== LISTED ENTRIES ==

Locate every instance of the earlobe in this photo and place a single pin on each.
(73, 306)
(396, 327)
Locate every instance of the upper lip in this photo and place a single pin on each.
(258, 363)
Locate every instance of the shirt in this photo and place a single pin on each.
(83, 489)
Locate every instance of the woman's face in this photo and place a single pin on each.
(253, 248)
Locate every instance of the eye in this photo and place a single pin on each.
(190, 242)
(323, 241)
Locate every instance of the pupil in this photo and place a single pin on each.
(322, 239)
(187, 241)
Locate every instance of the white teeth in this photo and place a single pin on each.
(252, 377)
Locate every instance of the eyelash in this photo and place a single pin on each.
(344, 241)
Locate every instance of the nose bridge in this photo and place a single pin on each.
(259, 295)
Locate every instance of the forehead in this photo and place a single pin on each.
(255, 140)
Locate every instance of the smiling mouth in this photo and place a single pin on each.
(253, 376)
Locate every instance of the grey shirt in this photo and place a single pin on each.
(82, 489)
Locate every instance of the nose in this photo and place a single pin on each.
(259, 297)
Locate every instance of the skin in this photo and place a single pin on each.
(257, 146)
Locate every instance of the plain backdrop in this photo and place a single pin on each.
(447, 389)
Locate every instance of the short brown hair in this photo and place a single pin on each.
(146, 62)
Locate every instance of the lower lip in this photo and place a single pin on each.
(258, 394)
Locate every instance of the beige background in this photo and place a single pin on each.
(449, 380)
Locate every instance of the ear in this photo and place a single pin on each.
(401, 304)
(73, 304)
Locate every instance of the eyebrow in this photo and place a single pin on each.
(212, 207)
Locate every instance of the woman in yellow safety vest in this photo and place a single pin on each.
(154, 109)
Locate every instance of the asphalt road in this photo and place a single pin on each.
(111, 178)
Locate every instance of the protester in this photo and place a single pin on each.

===

STATED EXERCISE
Output the entries verbatim.

ANSWER BELOW
Locate every instance of the earlobe in this photo and place a single pin on each.
(73, 306)
(396, 327)
Locate every instance of the upper lip in this photo and place a single pin on each.
(258, 363)
Locate every instance of the shirt in this photo and place a single pin on each.
(83, 489)
Locate every instance of the woman's face in this photo and place a single pin on each.
(253, 248)
Locate every instance of the eye in this photo and place a single pin on each.
(190, 242)
(323, 241)
Locate every instance of the pupil in this photo and place a single pin on each.
(322, 239)
(187, 241)
Locate every instance of the white teeth in this photo and place a single pin on each.
(252, 377)
Locate every instance of the eyelash in this photo and place a single pin on each.
(344, 241)
Locate every instance of the nose bridge in this photo and place a single pin on each.
(259, 295)
Locate every instance of the forehead in this photo and place a single pin on each.
(255, 140)
Locate every instance of the smiling mouth in this photo and place a single pin on each.
(253, 376)
Locate every instance of the grey shirt in this photo and place a single pin on each.
(82, 489)
Locate every instance of the nose in this photo and place a single pin on each.
(259, 297)
Locate every instance of the skin in this photo and place a single pin on each.
(257, 146)
Locate every instance of the plain backdrop in this photo and place a single pin on each.
(447, 389)
Locate every instance of the short brown hair in this photo and place a single pin on each.
(146, 62)
Locate every instance of the lower lip in this photo and place a single pin on each.
(258, 394)
Locate every instance of the beige background in this photo and place a single pin on each.
(449, 380)
Locate every instance of the ear in this photo and place a single pin on each.
(401, 304)
(73, 304)
Locate every instance of the eyebrow in this photo and place a single pin on each.
(212, 207)
Locate every instance of the woman in yellow safety vest in this photo and place a single pin on each.
(154, 109)
Locate every instance of the asphalt road in this photo and place a single pin on each.
(111, 178)
Locate every instance of the protester in this photo and place a single pin on each.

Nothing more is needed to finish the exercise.